**TRY IT:** Count the lines below that include "window". Only the number should be given.

(Dataset entries)
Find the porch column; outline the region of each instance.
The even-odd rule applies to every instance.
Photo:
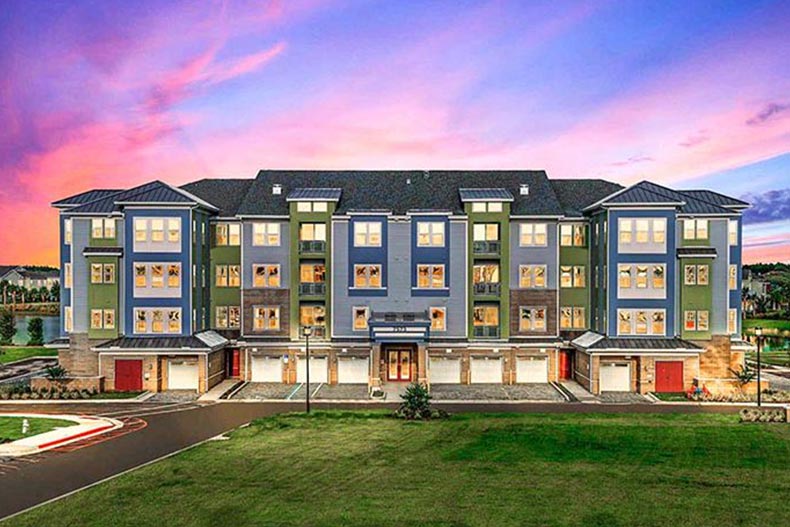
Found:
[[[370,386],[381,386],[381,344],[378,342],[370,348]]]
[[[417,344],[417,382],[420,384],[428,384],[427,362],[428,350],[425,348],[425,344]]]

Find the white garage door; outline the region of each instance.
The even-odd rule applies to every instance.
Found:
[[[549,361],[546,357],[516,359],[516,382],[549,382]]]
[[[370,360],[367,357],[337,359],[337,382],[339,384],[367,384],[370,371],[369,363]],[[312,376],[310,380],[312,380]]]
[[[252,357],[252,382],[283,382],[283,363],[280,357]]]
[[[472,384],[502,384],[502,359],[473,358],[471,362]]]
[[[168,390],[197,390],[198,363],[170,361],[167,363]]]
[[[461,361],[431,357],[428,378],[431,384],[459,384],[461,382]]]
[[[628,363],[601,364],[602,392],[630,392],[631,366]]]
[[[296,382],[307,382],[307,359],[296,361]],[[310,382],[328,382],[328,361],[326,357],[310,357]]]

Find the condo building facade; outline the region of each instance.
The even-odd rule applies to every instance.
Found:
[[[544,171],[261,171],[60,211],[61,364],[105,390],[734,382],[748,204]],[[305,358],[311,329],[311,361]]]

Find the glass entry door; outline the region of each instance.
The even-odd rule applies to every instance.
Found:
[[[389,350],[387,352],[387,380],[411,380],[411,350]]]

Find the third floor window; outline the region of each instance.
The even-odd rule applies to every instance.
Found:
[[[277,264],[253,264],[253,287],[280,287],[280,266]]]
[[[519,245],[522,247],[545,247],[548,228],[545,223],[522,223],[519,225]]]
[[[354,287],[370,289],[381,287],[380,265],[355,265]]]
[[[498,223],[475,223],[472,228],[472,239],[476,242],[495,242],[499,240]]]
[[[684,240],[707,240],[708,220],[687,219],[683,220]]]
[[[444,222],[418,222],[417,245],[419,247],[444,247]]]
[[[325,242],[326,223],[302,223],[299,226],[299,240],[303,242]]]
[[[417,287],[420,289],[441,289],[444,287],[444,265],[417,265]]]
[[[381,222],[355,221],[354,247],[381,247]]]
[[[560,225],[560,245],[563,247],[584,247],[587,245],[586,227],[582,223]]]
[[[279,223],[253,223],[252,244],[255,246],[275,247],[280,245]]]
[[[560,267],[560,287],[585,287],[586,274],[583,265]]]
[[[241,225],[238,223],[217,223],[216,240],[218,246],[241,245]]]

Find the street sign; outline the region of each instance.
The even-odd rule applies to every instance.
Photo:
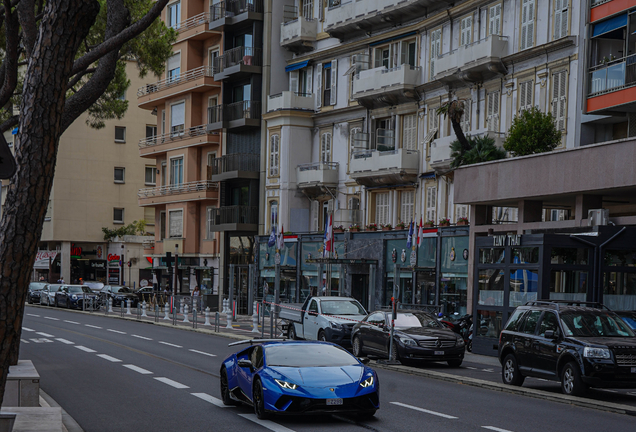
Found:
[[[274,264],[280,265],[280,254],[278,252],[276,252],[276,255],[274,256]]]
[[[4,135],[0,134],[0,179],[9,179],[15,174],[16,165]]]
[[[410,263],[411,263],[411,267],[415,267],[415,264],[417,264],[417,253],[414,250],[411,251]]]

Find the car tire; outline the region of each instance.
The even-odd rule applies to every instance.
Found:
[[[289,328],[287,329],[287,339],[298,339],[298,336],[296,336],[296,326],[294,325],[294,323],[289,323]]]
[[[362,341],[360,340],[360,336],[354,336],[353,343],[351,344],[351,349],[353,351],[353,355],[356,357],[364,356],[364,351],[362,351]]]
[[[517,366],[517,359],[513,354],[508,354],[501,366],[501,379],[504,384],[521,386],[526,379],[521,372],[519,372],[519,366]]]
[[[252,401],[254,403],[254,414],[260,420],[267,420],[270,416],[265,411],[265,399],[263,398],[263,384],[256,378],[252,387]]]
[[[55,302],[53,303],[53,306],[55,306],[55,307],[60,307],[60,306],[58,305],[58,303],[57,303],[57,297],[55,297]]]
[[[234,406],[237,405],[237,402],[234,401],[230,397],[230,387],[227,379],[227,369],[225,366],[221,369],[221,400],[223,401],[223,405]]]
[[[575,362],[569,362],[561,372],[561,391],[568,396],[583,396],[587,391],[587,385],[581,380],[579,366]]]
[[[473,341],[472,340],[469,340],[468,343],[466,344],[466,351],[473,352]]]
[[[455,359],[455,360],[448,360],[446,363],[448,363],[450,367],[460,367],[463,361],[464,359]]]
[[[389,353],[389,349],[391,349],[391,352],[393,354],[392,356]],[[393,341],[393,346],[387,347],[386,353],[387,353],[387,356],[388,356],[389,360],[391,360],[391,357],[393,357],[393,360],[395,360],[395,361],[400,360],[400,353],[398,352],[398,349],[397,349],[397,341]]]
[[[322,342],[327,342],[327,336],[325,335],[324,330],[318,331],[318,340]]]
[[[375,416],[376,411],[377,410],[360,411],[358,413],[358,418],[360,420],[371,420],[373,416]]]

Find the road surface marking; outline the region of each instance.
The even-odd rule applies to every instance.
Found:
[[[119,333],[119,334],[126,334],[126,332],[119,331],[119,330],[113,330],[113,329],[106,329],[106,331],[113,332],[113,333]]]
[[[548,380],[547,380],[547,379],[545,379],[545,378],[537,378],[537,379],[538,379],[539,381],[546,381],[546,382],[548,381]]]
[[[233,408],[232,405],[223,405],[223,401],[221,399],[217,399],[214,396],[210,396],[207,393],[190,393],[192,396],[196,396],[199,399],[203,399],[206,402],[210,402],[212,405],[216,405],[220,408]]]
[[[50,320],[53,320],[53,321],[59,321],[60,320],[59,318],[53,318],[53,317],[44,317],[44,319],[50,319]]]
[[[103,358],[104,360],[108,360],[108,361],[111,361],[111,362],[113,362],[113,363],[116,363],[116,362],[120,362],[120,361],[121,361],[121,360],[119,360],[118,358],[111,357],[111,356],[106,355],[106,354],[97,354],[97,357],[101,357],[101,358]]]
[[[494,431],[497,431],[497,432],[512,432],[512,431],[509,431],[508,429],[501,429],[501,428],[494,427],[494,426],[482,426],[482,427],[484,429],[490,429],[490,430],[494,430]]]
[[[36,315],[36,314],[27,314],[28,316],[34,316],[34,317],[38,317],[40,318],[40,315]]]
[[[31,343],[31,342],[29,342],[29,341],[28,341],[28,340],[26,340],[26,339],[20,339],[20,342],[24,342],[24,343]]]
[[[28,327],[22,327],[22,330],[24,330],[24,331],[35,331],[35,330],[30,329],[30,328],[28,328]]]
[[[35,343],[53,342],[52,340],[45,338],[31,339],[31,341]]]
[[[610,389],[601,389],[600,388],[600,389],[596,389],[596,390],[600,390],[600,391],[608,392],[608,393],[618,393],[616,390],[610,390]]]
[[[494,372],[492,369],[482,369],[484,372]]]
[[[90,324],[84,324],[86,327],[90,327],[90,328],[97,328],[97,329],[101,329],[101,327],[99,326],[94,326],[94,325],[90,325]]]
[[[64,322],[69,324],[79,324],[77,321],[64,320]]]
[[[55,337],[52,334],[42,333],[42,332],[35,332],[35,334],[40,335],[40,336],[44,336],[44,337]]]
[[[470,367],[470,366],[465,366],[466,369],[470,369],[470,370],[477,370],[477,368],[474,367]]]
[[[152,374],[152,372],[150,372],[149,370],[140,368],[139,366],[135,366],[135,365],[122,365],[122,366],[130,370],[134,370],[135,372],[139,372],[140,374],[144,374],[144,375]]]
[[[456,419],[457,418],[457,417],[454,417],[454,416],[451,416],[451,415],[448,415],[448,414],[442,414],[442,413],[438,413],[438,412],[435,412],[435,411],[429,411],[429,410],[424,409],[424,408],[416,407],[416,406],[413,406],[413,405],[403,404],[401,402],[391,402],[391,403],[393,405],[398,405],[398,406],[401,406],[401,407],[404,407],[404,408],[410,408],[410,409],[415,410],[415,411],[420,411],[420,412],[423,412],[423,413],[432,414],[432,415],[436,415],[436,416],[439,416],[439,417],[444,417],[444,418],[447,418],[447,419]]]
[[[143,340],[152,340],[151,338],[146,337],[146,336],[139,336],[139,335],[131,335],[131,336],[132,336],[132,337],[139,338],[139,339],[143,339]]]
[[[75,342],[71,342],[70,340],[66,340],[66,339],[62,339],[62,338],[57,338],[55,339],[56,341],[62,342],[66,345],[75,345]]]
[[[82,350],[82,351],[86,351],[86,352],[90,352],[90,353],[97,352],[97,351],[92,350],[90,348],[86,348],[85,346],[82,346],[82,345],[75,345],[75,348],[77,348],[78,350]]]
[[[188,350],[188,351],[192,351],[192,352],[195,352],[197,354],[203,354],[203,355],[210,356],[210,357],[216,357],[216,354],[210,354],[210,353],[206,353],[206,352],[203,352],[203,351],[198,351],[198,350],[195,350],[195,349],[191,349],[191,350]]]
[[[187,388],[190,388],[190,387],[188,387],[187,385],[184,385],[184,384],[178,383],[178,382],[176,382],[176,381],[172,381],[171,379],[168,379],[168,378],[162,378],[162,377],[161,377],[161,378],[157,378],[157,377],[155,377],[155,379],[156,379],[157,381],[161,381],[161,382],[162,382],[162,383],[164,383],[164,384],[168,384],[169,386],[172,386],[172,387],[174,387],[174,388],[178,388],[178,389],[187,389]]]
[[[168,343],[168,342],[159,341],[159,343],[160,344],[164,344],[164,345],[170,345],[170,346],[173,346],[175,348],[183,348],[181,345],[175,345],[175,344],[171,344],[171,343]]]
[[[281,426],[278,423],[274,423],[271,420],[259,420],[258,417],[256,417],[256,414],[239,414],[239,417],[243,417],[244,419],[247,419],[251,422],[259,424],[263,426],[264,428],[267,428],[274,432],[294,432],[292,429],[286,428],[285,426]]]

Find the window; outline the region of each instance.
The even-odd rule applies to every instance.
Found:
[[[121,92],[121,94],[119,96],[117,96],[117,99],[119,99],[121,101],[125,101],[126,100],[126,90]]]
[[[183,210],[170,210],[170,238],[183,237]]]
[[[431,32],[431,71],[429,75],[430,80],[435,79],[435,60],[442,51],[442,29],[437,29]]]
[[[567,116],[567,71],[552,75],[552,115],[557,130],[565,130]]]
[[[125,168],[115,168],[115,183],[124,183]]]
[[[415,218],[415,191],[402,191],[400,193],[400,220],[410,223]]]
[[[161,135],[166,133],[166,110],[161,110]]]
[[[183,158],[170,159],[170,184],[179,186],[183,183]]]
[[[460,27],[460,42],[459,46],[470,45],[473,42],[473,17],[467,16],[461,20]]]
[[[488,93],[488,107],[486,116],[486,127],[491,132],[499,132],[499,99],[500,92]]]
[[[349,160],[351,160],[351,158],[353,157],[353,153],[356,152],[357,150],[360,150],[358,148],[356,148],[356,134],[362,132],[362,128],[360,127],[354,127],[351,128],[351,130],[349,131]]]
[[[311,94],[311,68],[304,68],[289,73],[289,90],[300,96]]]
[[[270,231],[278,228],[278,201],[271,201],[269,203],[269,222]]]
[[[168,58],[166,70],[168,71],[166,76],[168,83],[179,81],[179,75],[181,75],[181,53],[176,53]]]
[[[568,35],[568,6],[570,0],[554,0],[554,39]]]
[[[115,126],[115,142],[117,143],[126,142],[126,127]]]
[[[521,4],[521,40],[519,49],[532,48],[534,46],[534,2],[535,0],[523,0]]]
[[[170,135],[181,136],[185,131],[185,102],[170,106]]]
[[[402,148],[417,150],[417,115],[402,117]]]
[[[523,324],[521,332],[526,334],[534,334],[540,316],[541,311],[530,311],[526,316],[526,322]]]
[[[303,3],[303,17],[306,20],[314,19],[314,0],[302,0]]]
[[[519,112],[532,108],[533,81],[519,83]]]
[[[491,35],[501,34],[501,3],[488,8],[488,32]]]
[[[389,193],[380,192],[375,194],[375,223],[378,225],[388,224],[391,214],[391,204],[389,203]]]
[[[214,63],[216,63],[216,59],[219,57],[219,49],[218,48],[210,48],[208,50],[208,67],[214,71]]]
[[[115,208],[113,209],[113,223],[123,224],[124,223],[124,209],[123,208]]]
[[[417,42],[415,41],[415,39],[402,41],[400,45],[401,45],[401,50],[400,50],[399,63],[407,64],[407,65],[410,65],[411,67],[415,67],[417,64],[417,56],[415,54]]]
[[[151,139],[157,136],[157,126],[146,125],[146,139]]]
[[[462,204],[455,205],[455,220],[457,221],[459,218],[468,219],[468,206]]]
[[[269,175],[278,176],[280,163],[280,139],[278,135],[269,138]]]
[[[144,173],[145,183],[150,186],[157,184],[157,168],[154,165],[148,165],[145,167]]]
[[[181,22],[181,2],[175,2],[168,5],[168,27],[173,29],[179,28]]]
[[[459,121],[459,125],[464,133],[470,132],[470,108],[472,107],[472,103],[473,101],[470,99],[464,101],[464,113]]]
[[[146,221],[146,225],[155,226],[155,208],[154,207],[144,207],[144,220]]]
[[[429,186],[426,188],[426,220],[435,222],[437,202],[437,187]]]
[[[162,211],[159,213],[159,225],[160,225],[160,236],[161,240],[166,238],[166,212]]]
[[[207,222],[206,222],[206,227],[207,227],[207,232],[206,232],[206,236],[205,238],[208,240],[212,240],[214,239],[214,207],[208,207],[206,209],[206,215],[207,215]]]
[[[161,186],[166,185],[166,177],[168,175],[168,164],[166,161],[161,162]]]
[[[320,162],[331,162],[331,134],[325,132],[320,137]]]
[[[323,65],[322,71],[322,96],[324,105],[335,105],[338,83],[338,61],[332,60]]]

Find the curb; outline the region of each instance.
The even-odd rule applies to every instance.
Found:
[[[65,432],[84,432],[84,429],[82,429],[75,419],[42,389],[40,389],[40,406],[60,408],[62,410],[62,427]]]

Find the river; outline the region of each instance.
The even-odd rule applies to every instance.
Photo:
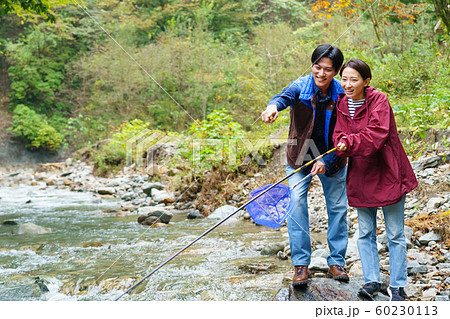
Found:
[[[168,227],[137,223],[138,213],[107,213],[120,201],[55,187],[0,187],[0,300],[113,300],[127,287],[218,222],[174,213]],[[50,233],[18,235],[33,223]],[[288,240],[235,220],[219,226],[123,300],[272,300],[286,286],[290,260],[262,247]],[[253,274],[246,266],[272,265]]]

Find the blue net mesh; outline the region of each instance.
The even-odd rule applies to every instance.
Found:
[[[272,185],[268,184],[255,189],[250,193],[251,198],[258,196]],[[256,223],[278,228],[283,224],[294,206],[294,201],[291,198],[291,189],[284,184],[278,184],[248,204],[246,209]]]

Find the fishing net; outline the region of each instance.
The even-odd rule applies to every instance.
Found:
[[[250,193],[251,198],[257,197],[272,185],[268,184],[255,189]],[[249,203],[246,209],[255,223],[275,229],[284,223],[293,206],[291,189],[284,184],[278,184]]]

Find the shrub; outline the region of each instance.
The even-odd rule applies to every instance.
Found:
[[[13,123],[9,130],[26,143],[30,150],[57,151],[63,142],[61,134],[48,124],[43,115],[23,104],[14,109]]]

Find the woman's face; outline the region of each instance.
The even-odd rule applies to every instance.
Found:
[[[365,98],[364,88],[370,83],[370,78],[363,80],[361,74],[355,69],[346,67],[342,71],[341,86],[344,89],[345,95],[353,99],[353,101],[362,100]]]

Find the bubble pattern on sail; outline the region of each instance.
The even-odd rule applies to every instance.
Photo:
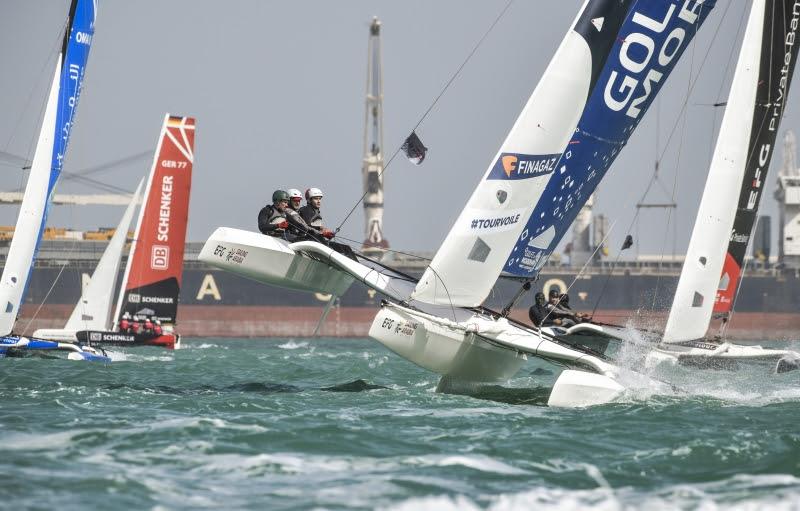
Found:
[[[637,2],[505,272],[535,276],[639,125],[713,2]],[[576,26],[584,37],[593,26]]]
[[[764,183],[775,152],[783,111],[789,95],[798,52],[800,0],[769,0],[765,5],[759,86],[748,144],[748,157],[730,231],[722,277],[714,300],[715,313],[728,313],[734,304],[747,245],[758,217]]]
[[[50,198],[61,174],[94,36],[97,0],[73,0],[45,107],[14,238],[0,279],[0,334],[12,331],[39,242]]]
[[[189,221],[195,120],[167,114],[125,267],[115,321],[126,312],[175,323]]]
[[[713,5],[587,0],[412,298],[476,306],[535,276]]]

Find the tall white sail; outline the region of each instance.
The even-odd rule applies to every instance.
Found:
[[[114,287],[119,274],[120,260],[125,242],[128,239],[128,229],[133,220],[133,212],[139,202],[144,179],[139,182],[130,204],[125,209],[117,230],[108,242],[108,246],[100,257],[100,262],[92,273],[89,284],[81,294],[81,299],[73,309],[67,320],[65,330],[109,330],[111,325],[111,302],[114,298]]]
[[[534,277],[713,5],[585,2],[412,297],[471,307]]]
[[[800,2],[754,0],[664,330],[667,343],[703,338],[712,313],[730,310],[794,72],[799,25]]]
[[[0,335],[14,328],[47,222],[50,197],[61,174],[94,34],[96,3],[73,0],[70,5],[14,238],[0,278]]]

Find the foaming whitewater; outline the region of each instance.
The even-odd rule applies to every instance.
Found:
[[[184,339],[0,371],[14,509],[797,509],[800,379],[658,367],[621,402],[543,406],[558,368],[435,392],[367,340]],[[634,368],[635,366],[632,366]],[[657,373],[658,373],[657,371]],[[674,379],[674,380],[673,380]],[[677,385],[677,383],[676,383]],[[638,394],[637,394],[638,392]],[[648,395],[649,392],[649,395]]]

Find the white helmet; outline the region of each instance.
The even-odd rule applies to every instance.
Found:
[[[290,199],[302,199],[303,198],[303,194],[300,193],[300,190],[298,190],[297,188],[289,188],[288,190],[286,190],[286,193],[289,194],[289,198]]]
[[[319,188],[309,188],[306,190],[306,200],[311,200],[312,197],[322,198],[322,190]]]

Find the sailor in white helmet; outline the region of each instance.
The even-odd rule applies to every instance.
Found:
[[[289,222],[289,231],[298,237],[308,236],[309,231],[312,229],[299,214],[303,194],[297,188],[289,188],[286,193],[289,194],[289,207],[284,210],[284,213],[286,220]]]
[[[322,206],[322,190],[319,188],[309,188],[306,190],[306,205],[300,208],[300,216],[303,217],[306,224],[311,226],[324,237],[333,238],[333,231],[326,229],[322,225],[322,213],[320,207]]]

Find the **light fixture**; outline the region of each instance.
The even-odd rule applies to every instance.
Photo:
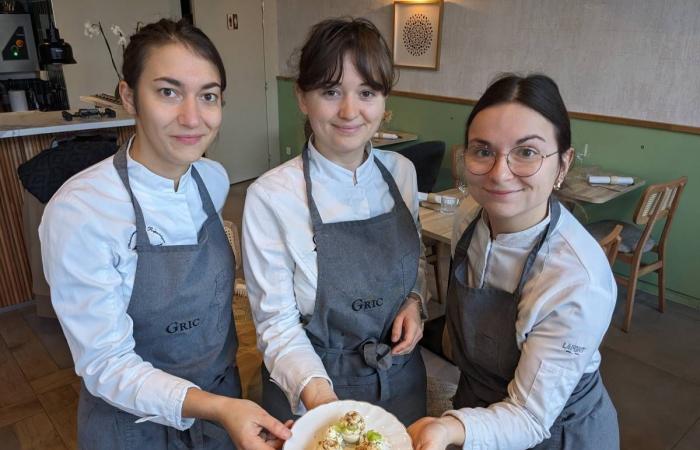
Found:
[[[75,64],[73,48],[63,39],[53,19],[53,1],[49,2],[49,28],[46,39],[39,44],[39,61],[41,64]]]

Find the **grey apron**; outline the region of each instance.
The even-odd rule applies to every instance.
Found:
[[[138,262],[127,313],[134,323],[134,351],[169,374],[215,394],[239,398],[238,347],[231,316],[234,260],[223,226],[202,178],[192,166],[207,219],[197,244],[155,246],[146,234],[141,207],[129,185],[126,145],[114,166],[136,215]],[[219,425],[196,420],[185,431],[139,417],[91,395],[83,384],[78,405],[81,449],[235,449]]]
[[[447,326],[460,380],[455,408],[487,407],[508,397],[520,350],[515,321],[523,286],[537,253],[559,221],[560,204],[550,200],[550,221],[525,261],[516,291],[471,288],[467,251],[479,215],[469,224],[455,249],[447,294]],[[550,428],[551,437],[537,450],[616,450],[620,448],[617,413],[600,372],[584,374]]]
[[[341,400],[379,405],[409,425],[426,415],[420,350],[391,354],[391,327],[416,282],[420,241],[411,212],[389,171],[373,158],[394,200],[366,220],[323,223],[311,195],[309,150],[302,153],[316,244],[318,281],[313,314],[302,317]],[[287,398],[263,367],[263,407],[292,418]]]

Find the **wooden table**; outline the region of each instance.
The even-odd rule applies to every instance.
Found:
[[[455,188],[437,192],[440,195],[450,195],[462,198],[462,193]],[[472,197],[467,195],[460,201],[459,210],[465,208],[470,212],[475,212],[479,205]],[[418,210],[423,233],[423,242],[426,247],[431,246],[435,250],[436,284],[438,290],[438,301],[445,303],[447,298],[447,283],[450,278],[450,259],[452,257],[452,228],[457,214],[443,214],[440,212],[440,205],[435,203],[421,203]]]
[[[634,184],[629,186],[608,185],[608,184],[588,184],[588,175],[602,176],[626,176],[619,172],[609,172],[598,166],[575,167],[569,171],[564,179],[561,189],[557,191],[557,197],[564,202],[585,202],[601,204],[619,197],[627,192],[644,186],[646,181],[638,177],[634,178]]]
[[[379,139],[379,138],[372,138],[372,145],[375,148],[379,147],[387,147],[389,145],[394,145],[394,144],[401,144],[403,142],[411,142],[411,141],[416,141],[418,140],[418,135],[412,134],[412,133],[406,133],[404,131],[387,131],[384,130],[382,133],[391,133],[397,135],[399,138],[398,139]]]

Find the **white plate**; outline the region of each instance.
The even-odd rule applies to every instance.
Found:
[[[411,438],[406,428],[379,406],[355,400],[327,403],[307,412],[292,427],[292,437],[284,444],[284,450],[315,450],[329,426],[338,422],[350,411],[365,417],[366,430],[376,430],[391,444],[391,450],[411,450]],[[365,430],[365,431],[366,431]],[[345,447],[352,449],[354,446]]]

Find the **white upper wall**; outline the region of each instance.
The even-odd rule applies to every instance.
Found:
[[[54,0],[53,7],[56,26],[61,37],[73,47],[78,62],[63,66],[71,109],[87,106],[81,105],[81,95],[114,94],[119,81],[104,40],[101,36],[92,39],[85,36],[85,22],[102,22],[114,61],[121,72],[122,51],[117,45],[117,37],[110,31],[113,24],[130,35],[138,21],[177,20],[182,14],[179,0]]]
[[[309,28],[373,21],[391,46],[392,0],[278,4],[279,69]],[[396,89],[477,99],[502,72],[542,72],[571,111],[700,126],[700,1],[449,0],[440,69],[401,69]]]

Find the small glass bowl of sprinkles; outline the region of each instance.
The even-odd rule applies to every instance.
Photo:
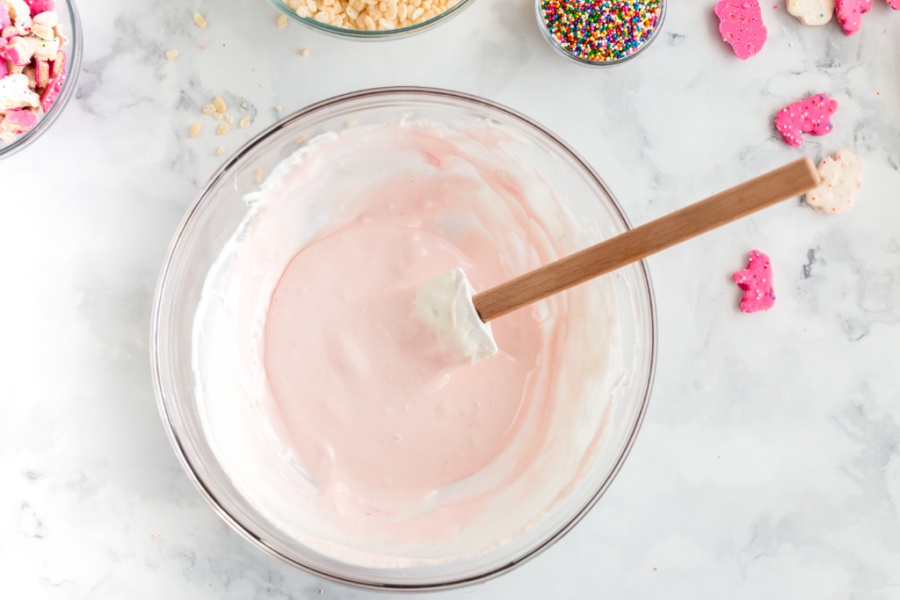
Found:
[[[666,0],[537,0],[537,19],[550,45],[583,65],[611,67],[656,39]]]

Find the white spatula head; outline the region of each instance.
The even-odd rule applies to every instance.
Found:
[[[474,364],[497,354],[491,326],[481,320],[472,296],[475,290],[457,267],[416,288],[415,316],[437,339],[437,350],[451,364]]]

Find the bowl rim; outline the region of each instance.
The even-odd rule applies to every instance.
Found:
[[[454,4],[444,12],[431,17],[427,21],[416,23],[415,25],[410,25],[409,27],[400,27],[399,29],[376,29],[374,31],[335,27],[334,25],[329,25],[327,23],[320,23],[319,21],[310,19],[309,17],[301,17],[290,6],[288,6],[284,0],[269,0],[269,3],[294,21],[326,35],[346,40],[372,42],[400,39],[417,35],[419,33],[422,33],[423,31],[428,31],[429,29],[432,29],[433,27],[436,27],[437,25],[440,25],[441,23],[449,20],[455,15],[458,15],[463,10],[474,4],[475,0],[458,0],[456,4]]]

**EXPECTED ANSWER:** 2